• [Passage]

[Start of section]

The Staffing Crisis is Making Patient Access Worse. Technology can Help.
This blog is brought to you by Azalea Health’s partner, Phreesia.
Kristin Roberts, Vice President of Market Development at Phreesia, was recently interviewed on Becker’s Healthcare Podcast about how healthcare organizations can improve patient access even during the current staffing crisis. This is an edited transcript of Roberts’ conversation with Becker’s Healthcare Publisher Scott Becker. Listen to the full podcast here.
Scott Becker: What are some of the patient access issues that healthcare organizations face today?
Kristin Roberts: So challenges center around how manual the referrals process is for both staff and patients. If you think about provider organizations, they have call-center reps and schedulers who are responsible for hundreds of calls that come in. And, at the same time, they’re supposed to conduct patient outreach.
I saw this firsthand through a family member’s experience when he needed a non-urgent surgery. He was told to wait for a phone call from a specialist, but no one ever called. Eventually, there was back-and-forth between him and the practice with missed calls and voicemails. So he ended up calling a different specialist because it took so long to get the care he needed. I think there are many other patients who end up doing just that, unfortunately.

[End of section]

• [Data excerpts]

[Start of section]

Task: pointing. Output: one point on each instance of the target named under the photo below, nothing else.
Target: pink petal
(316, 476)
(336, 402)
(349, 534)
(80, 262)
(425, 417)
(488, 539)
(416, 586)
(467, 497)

[End of section]

• [What to work on]
a. Switch "staffing crisis" to "labor shortage" as you reproduce the interview transcript from "Kristin Roberts, Vice" up to and including "organizations face today?".
b. Answer these from the interview transcript:
(i) What is Kristin Roberts's title at Phreesia?
(ii) Who is the publisher she spoke with on the podcast?
(iii) What kind of surgery did her family member need?
The data excerpts are separate material with no connection to the interview transcript.

• [Exercise answers]
a.
Kristin Roberts, Vice President of Market Development at Phreesia, was recently interviewed on Becker’s Healthcare Podcast about how healthcare organizations can improve patient access even during the current labor shortage. This is an edited transcript of Roberts’ conversation with Becker’s Healthcare Publisher Scott Becker. Listen to the full podcast here.
Scott Becker: What are some of the patient access issues that healthcare organizations face today?

b.
(i) Vice President of Market Development
(ii) Scott Becker
(iii) A non-urgent surgery